» Directions for this task
Nothing should be left out: repeat all the data exactly.

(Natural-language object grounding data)
■ ■ ■
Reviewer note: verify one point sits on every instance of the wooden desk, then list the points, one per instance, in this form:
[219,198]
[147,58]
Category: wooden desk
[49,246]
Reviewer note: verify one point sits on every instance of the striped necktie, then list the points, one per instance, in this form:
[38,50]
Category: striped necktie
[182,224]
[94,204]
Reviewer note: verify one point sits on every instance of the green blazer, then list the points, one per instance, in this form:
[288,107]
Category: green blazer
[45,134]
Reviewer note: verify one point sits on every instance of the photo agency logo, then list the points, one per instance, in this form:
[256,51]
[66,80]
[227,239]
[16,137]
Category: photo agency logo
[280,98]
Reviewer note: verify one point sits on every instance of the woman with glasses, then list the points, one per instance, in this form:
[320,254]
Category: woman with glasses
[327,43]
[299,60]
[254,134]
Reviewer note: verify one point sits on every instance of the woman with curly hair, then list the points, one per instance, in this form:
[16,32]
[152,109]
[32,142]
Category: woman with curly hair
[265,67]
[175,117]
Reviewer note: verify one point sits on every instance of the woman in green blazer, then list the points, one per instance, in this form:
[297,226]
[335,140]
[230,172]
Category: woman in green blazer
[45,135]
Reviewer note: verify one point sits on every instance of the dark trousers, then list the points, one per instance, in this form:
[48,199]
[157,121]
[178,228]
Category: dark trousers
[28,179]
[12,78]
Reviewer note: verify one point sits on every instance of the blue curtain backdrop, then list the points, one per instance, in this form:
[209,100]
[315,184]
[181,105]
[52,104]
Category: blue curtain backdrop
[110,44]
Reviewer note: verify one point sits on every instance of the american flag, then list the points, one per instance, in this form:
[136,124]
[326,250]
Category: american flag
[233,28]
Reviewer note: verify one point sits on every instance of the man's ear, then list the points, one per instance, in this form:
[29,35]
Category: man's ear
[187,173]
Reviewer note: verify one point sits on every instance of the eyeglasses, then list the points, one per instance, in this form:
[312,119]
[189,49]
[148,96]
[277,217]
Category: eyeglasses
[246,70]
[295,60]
■ ■ ■
» Response
Reviewer note: verify one point sits on every instance of the wooden desk, then list the points, one per instance, in this form:
[219,198]
[147,58]
Category: wooden desk
[49,246]
Reviewer note: verify one point sits on every instance of the striped necktie, then list the points, one per instance, in this form:
[38,50]
Category: striped necktie
[182,224]
[94,204]
Reviewer note: verify one point sits on every instance of the green blazer, then list the points, one per instance, in this form:
[288,107]
Category: green blazer
[45,134]
Reviewer note: verify one point sits on every instance of the photo agency logo, then list the points, one per instance, in this form:
[256,51]
[66,80]
[227,239]
[16,137]
Category: photo agency logo
[280,98]
Reviewer note: verify one point sits on every instance of the woman with glasses, then list the points, one per instance, in this form:
[320,254]
Category: woman with glasses
[327,43]
[299,60]
[254,134]
Reviewer note: verify one point sits on every instance of the woman with curly hair, then list the points, one per instance, in this form:
[16,32]
[152,109]
[32,142]
Category: woman with curly hair
[265,67]
[175,117]
Reviewer note: verify one point sits on every instance of the woman in green blazer, then list the points, one per instance, in this form:
[297,226]
[335,140]
[230,172]
Category: woman in green blazer
[45,135]
Reviewer note: verify one point sits on every instance of the dark trousers, then list the points, one per instance, in this form:
[48,199]
[157,121]
[178,228]
Category: dark trousers
[28,179]
[12,78]
Reviewer note: verify one point sits on every instance of the blue curtain backdrop, then list the points, one per instance, in this form:
[209,100]
[315,184]
[181,105]
[52,104]
Category: blue curtain backdrop
[110,44]
Reviewer note: verify one point sits on every instance of the american flag, then list the points, one per instance, in this form:
[136,124]
[326,250]
Category: american flag
[233,28]
Reviewer note: verify one point sits on every instance of the man's ear, then list the points, one per instance, in this form:
[29,35]
Category: man's ear
[187,173]
Reviewer note: verify one point sits on every instance of the eyeglasses, then list the points, one per instance, in this form:
[312,119]
[189,49]
[148,96]
[277,217]
Category: eyeglasses
[246,70]
[295,60]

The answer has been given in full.